Start DATA FOR THE TASK

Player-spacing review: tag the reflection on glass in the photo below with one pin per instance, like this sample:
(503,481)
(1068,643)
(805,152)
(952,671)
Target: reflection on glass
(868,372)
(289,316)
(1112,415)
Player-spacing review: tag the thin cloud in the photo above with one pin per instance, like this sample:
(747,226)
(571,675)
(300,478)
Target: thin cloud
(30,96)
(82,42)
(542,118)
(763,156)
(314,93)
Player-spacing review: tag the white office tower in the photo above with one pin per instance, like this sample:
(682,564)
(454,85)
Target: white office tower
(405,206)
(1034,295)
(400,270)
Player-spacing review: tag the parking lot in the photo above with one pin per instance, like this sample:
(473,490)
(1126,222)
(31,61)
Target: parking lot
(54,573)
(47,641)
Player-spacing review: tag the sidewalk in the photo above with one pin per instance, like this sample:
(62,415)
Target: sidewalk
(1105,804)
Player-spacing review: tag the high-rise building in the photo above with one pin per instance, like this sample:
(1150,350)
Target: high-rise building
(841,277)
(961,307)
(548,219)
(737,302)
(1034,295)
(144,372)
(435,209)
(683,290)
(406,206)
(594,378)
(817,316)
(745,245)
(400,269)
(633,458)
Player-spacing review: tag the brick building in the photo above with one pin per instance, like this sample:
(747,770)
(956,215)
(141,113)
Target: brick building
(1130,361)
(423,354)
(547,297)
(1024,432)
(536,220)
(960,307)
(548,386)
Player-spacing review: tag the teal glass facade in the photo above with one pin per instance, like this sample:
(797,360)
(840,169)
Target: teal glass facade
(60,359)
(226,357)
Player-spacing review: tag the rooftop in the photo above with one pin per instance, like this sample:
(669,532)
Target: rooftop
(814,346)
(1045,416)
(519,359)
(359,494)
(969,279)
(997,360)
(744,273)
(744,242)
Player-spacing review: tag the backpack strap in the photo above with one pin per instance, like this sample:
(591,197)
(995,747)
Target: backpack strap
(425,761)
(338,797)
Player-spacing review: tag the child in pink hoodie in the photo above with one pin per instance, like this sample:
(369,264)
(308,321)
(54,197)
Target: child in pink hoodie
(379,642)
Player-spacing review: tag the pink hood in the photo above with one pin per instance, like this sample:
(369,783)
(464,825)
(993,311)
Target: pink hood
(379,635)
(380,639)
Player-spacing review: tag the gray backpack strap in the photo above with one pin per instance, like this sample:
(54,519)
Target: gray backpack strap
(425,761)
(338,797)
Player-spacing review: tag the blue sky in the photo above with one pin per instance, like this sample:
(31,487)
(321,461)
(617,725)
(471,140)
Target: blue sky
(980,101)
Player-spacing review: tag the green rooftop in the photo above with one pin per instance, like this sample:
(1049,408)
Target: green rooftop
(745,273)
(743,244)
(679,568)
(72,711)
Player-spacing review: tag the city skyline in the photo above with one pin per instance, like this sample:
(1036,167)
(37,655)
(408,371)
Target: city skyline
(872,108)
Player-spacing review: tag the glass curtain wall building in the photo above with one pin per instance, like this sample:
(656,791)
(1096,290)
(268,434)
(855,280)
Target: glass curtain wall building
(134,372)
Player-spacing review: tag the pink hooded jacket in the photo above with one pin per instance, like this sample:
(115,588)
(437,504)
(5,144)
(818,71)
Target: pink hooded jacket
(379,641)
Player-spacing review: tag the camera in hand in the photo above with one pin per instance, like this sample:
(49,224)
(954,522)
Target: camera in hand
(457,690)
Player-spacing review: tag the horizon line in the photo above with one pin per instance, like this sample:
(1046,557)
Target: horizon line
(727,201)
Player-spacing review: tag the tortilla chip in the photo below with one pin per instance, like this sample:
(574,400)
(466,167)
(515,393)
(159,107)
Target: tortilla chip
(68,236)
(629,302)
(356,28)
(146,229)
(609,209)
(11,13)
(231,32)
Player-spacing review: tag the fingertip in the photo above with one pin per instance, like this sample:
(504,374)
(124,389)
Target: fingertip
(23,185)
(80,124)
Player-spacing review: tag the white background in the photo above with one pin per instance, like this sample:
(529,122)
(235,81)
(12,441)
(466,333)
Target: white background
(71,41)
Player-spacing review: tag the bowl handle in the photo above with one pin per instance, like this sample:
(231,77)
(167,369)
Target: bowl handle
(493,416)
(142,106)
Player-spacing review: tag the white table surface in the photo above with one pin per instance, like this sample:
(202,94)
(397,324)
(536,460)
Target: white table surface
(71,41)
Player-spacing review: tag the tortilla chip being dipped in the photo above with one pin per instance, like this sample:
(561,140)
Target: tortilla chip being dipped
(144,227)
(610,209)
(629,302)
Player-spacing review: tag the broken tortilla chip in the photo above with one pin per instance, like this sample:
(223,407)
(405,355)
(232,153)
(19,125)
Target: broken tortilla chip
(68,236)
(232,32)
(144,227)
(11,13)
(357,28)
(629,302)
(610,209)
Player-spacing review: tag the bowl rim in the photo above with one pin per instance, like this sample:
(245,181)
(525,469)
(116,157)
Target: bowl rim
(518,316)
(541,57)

End DATA FOR THE TASK

SET TASK:
Please copy the data word for word, starting at the line containing "Player-spacing review: tag the tortilla chip being" and continuing up to and including the last line of the data.

EXERCISE ANSWER:
Player-spacing review: tag the tortilla chip being dipped in the photo above with one pin per instance, like this sample:
(561,140)
Target: tortilla chip being dipped
(144,227)
(610,209)
(629,302)
Player-spacing review: tag the broken tortilla chip in the photo above with one pin per instance, like this sample:
(223,407)
(405,355)
(232,153)
(19,125)
Target: broken tortilla chip
(68,236)
(232,32)
(144,227)
(11,13)
(357,28)
(629,302)
(610,209)
Player-spacing review: tag the bowl rim in the photo above with one pin per instance, like this sample:
(245,181)
(525,469)
(116,157)
Target: bowl rim
(518,316)
(541,57)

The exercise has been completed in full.